== Problem set ==
(A) In the conversation about financial advisors, what role does the speaker say the advisor should play in the ship metaphor?
(B) Using the conversation about financial advisors, explain why advisors tend not to sell insurance.
(C) Reproduce the passage of the conversation about financial advisors between "Where does an" and "don't want that.", inclusive.

== Extract ==
● ● ● ● ●
Well, that's what you want. You want somebody who is a true partner. I think if you're, if you were to use the metaphor of a ship, right, you have to be the captain of your own ship. But the financial advisor should be a really good navigator, right, to help you dodge the bullets and help you figure out how to get where you want to go.

Where does an advisor's job stop? I mean, what should people not expect from their advisor? Right. It's so funny because you use the ship metaphor. I always use the car. Like the advisor is maybe steering the car, but you're in the passenger seat. So let's think about the things that you want an advisor to do and what you don't want them to do. So someone might say, will they pay all my bills for me and take on all those administrative tasks? And the answer is only...

A very rare handful of advisors is going to take on that kind of responsibility, paying your family's bills. Some people who have big families and a lot going on, they want to turn everything over to the advisor. But there's a separation there. And fiduciary fee-only advisors, there's a separation between your role and theirs, and they don't want that.

that level of access to your money. Another example is actually filing your tax return. So they'll help you and they will work hand in hand with your tax preparer, your CPA, they're gonna be on top of everything, reviewing every detail line by line. In fact, a lot of times it's the advisor who's catching the big tax mistakes and then alerting the CPA. But

The only advisors tend to, and I do have some in our network that will prepare taxes and file them for you, but usually they don't do that. And they also tend not to be the ones to sell insurance because the advisor's job is to make sure that you don't have too much insurance or that you have enough insurance. So they need to be unbiased. So they turn to outside experts. They are the experts looking at you personally.

protecting you, then when it comes time, if you do need insurance, they'll help you get it. But they won't sell you insurance and collect a commission for that because to them, it's a conflict of interest. They want to make sure they're keeping everything separate. Estate planning attorneys is another area. They may or may not have estate planning attorneys right there within the firm to actually draft the legal documents and trusts and wills.

But your advisor's role is to consult and work again, hand in hand, side by side with that attorney who's going to make sure that the left hand knows what the right hand is doing. And then one more, same with divorce. So even if the advisor has 30 years of experience walking clients financially through a divorce,

The advisor's role is to protect you financially, but to step outside that boundary. So as a couple, let's say that you've been working with Melissa as a couple, she's the advisor, and then you separate. Your world has just changed.

Because as a couple, your interests no longer align. So the advisor can't represent both of you anymore. So I guess in the divorce, who gets the advisor? Oh, boy. Is it always true? Because I actually know some advisors who have kept both parties in a divorce and the couples have been okay with it. Oh, I think that if it's a friendly divorce, any

Anything can happen. It all comes down to your ability to communicate with your spouse and with the advisor and figure out what's best for you. But in most cases, people need to go their separate ways. You have said before that the key to a successful advisor-client relationship is fit. It's a level of comfort where you can be open and honest about

with each other, but I want to talk first before we get there about credentials. You have mentioned the fiduciary standard.
● ● ● ● ●
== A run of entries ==
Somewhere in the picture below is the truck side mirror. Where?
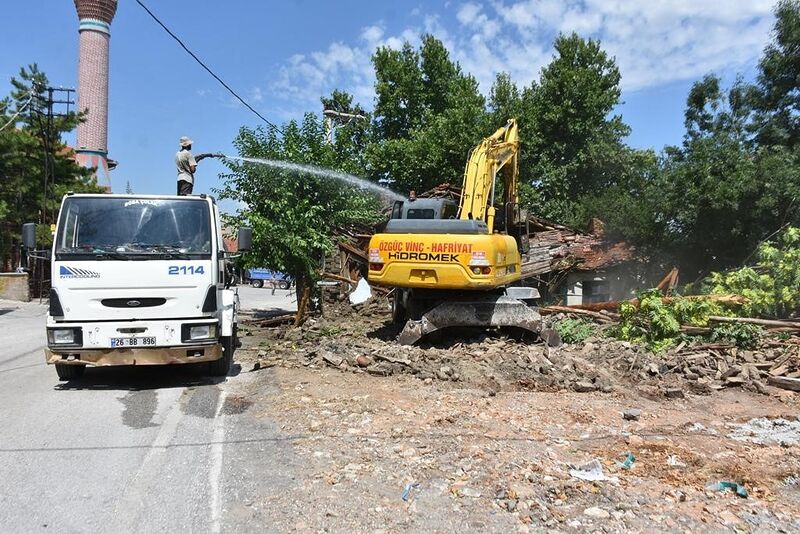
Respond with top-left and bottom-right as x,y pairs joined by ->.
22,223 -> 36,250
236,228 -> 253,252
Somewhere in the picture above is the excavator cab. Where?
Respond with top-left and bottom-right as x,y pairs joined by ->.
392,198 -> 458,219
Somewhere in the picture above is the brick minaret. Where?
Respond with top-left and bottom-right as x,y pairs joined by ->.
75,0 -> 117,188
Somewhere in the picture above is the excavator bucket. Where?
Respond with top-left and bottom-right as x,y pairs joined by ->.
398,295 -> 560,345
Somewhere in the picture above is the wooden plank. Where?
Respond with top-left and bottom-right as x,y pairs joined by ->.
319,273 -> 358,284
708,315 -> 800,330
339,241 -> 368,261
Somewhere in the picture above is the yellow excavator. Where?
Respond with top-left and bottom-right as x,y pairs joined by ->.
368,119 -> 542,344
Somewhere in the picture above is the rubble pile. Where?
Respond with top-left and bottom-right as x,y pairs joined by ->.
237,306 -> 800,397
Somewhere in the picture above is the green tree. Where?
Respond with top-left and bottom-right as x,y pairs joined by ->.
660,75 -> 764,272
366,35 -> 488,196
754,0 -> 800,147
218,113 -> 380,304
0,64 -> 101,270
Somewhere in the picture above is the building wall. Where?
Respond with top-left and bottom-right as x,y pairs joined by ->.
0,273 -> 31,302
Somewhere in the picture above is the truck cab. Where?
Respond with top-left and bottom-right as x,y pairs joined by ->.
31,194 -> 250,380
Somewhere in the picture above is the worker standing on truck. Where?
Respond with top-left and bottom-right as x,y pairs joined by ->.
175,135 -> 222,196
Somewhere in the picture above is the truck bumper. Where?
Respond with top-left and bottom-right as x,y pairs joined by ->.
44,343 -> 222,367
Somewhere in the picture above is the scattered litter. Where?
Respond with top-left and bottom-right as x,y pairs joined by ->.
400,481 -> 419,502
458,486 -> 481,499
569,458 -> 619,484
622,408 -> 642,421
667,454 -> 686,468
618,452 -> 636,469
729,417 -> 800,447
686,423 -> 719,436
706,480 -> 747,499
583,506 -> 611,519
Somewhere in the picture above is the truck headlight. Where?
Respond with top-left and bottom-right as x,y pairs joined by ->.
47,328 -> 83,345
182,324 -> 217,342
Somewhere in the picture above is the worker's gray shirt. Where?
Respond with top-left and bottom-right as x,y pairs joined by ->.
175,150 -> 197,184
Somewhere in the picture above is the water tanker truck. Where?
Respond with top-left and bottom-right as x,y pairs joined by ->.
23,194 -> 252,380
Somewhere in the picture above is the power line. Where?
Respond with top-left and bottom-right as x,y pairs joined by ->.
136,0 -> 283,135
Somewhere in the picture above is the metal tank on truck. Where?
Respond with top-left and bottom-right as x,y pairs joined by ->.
23,194 -> 252,380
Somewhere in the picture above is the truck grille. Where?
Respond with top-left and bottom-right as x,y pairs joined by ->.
100,297 -> 167,308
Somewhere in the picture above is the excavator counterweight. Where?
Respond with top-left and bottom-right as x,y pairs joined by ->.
368,119 -> 556,344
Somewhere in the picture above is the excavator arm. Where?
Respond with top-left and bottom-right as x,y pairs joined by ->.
458,119 -> 519,234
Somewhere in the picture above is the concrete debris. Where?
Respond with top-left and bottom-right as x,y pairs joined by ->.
242,298 -> 800,398
622,408 -> 642,421
583,506 -> 611,519
569,458 -> 619,484
729,417 -> 800,447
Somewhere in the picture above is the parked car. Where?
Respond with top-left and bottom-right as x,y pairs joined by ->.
247,269 -> 294,289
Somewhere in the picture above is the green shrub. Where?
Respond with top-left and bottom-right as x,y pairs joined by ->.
709,227 -> 800,317
711,323 -> 763,349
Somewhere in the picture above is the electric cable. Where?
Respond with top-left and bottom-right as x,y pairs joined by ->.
136,0 -> 283,135
0,90 -> 33,132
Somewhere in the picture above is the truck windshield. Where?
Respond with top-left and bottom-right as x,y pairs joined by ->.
55,197 -> 211,260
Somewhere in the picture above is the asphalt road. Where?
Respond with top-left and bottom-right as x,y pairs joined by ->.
0,294 -> 293,533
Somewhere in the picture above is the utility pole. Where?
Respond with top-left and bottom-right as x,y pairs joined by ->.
31,87 -> 75,224
322,109 -> 367,145
31,83 -> 75,302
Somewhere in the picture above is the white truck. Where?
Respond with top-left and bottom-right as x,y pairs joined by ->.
23,194 -> 252,380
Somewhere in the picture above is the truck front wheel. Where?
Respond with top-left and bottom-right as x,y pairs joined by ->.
208,336 -> 236,376
56,363 -> 86,380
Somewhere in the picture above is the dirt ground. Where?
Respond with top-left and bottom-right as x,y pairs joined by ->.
237,304 -> 800,532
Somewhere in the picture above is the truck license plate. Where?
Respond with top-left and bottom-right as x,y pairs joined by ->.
111,336 -> 156,347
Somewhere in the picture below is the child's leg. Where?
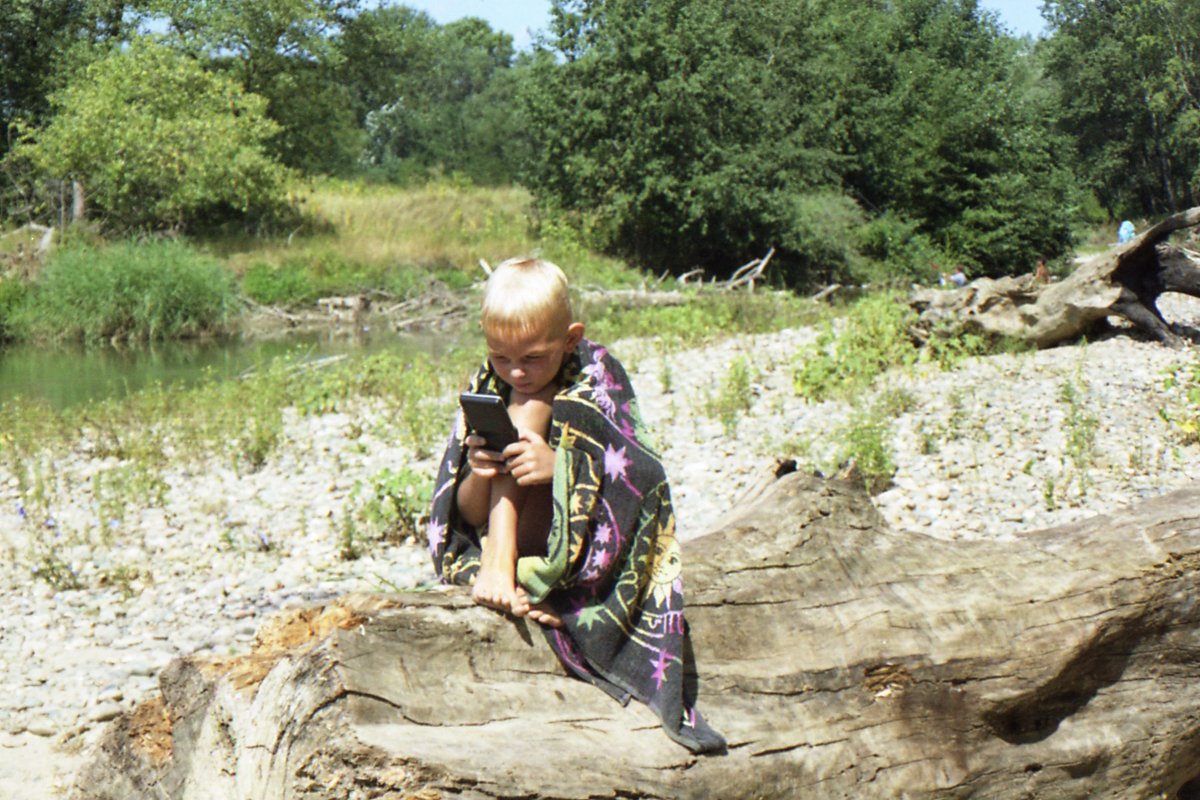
● ● ● ● ●
== Answer list ==
(A) The advisor should be a really good navigator.

(B) The advisor's job is to make sure you don't have too much insurance and do have enough, so they need to be unbiased. Selling insurance and collecting a commission would be a conflict of interest, so they keep that separate and instead help you get insurance when you need it.

(C)
Where does an advisor's job stop? I mean, what should people not expect from their advisor? Right. It's so funny because you use the ship metaphor. I always use the car. Like the advisor is maybe steering the car, but you're in the passenger seat. So let's think about the things that you want an advisor to do and what you don't want them to do. So someone might say, will they pay all my bills for me and take on all those administrative tasks? And the answer is only...

A very rare handful of advisors is going to take on that kind of responsibility, paying your family's bills. Some people who have big families and a lot going on, they want to turn everything over to the advisor. But there's a separation there. And fiduciary fee-only advisors, there's a separation between your role and theirs, and they don't want that.